►

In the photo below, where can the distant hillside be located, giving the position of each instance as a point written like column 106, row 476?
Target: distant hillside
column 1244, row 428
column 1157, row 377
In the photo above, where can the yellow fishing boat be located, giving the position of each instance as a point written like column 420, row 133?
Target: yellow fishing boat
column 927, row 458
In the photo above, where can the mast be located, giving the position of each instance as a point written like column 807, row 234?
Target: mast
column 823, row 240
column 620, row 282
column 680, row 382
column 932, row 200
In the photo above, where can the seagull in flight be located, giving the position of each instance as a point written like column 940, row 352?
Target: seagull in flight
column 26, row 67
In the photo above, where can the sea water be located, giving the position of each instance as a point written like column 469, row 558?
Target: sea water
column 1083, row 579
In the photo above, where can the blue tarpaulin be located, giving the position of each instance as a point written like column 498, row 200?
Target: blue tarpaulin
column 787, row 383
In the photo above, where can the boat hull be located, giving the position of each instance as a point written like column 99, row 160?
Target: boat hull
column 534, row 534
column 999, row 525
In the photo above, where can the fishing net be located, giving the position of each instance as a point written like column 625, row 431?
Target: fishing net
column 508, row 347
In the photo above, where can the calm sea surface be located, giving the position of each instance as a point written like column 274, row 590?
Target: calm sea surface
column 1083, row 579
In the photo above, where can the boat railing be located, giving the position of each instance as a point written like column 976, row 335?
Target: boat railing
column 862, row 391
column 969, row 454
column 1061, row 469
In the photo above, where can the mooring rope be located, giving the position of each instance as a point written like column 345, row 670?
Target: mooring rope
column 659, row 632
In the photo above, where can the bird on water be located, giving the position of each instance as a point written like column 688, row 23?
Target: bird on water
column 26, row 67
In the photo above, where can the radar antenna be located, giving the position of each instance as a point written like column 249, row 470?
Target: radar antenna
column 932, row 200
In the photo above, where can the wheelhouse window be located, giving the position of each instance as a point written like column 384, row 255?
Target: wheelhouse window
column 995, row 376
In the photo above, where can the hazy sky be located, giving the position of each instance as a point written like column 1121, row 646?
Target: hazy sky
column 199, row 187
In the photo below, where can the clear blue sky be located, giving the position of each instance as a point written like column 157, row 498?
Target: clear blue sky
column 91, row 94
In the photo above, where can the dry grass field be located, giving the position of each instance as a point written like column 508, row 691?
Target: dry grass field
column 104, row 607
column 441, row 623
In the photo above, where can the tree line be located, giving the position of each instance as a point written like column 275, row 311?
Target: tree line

◄

_Exercise instructions:_ Copy out all of the lines above word for word, from the first to the last, without any change.

_Answer to this exercise:_
In the photo below, where can the distant hillside be located, giving the position of each instance as a point written like column 106, row 476?
Target: distant hillside
column 1244, row 428
column 1157, row 377
In the photo above, where can the yellow fishing boat be located, giving the position of each instance as a point written like column 420, row 133?
Target: yellow fishing boat
column 927, row 458
In the photo above, where can the mast be located, giving the position of each instance as a point written like column 807, row 234?
Target: mast
column 823, row 240
column 620, row 282
column 680, row 382
column 932, row 200
In the photo above, where can the seagull in flight be located, giving the position of each instance as a point written like column 940, row 352?
Target: seagull in flight
column 26, row 67
In the photo above, where can the sea water be located, giving the position of each instance as a point written like column 469, row 558?
Target: sea water
column 1083, row 579
In the photo above, where can the blue tarpaulin be located, giving the position of each instance as a point written like column 498, row 200?
Target: blue tarpaulin
column 787, row 383
In the photo above, where can the boat hull be located, giving the position of each instance as a point written like column 99, row 160?
Target: boat hull
column 534, row 534
column 999, row 525
In the photo above, where can the fishing net be located, giving the position of each instance as a point written like column 625, row 431?
Target: fishing net
column 508, row 347
In the photo above, where can the calm sea surface be located, giving the position of each instance as a point written like column 274, row 590?
Target: calm sea surface
column 1083, row 579
In the photo above, where can the boat railing be located, giving the position of each instance as a point written like column 976, row 335?
Target: boat railing
column 862, row 391
column 969, row 454
column 1061, row 469
In the photo above, where can the mooring rope be located, giving the position of each instance as a point written like column 345, row 670?
Target: mooring rope
column 659, row 632
In the photo above, where can the bird on water be located, giving the position of each instance as a point written like column 688, row 23?
Target: bird on water
column 26, row 67
In the photo above, where can the radar antenna be located, giving the position of each instance as a point written like column 249, row 470?
Target: radar antenna
column 932, row 200
In the photo above, where can the wheelhouse window be located, giving the position of each instance as a point written like column 384, row 255?
Target: wheelhouse window
column 995, row 376
In the photo above, where can the hazy sky be located, giving the position of each instance as a point written like column 1121, row 646?
Target: hazy sky
column 199, row 187
In the photo below, where can the clear blue sky be located, giving the position of each instance as a point written like column 157, row 498?
Target: clear blue sky
column 91, row 94
In the photo above, where can the dry grass field be located, giving the position of each instance as a point written like column 508, row 691?
Target: dry grass field
column 104, row 607
column 441, row 623
In the photo above, where can the tree line be located, giving the position of each instance as a point written like column 275, row 311?
Target: tree line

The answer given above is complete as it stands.